STATED GOAL: Please recast the entries from the line with "Annotate every instance of the red" through the end of the entries as a two-column CSV with the columns entry_text and answer, one row per entry. Put each entry's text and its answer in their own quoted fields, with line breaks replaced by spaces.

WORKING DATA:
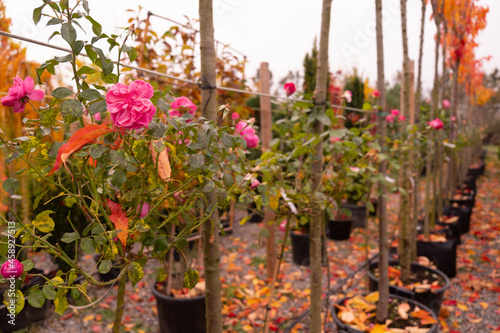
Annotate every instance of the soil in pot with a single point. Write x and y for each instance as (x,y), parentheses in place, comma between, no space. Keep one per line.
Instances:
(358,214)
(300,248)
(427,284)
(358,314)
(441,251)
(180,314)
(339,228)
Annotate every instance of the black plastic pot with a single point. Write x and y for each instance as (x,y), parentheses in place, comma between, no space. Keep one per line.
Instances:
(358,214)
(443,254)
(300,248)
(29,315)
(342,327)
(180,314)
(430,298)
(464,214)
(339,229)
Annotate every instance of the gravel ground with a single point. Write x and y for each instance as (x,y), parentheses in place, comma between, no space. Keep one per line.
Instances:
(472,304)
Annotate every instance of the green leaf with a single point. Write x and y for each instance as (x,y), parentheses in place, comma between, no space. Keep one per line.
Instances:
(61,302)
(196,161)
(61,92)
(68,32)
(191,278)
(36,298)
(135,272)
(71,110)
(68,237)
(10,185)
(28,265)
(90,94)
(88,245)
(105,266)
(44,222)
(48,292)
(37,14)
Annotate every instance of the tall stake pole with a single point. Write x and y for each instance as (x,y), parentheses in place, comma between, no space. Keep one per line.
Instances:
(211,247)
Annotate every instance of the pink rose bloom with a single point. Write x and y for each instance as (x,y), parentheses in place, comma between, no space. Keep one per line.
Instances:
(248,133)
(144,210)
(254,182)
(130,106)
(20,93)
(348,96)
(12,268)
(445,103)
(182,105)
(283,225)
(289,88)
(334,139)
(437,124)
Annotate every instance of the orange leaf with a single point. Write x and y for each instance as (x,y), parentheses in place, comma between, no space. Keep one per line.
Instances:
(81,137)
(120,220)
(164,169)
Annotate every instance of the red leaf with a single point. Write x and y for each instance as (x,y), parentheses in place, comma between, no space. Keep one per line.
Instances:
(81,137)
(120,220)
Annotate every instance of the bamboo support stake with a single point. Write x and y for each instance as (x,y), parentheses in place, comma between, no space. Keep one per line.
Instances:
(266,137)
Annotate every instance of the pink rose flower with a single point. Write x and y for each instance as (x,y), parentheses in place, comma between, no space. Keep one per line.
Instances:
(20,93)
(348,96)
(289,88)
(129,106)
(283,225)
(437,124)
(144,210)
(182,105)
(334,139)
(248,133)
(445,103)
(12,268)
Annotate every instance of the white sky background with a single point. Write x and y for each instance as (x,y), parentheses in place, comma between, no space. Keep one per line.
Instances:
(280,31)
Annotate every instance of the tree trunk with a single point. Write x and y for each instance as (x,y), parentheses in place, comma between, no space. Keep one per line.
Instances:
(317,170)
(211,249)
(405,221)
(383,286)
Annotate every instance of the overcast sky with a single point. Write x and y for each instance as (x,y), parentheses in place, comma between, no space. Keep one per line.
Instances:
(281,31)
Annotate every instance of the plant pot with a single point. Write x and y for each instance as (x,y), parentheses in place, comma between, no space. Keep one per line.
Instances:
(432,299)
(339,229)
(443,254)
(342,327)
(300,248)
(464,213)
(28,315)
(180,314)
(358,214)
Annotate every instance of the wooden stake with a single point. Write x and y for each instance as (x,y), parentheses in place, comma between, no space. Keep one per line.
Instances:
(266,137)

COMPLETE RESPONSE:
entry_text,answer
"Annotate every instance of the red leaf with a single point. Write x and y for each instance as (x,y), parentheses in place, comma between, no space. Keep one per line. Instances:","(81,137) (120,220)"
"Annotate every instance of the bamboo support stake with a single point. Write x and y for each instance as (x,y), parentheses in place, comma between, no space. Keep one per line. Instances:","(266,137)"
"Annotate every instance of the pink rose flower with a single point. Write x and y for each instance as (x,y), parentheses in place, comma between, no space. Keep one per line. Instances:","(20,93) (348,96) (289,88) (129,106) (283,225) (437,124) (144,210) (182,105) (334,139) (248,133) (445,103) (12,268)"
"Annotate every instance of the white sky background with a single point. Write x and y for each instance as (x,y), parentheses in place, comma between, no space. Keep one per line. Instances:","(280,31)"
"Annotate every instance of the tree trunk with a single point. Write x and y for each instance as (x,y), parentheses in place, comma between, no space. Keep one per line. Instances:","(317,170) (211,249) (405,221) (383,286)"
"Annotate every instance of the overcast sky with a single point. Write x and y for each instance as (x,y), parentheses in place, comma between, no space. Keep one per line. Instances:","(281,31)"
"Annotate every instance of the plant pot with a single point. Write x and y for each instance as (x,y), parentheses in place, comma between, no space. Keep one per line. Instances:","(432,299) (339,229) (443,254) (342,327) (300,248) (464,213) (28,315) (180,314) (358,214)"
"Annotate every instance of the wooden stake with a single point. Write x and y for each instance as (x,y), parentheses in place, comma between, no space. Keep one per line. Instances:","(266,137)"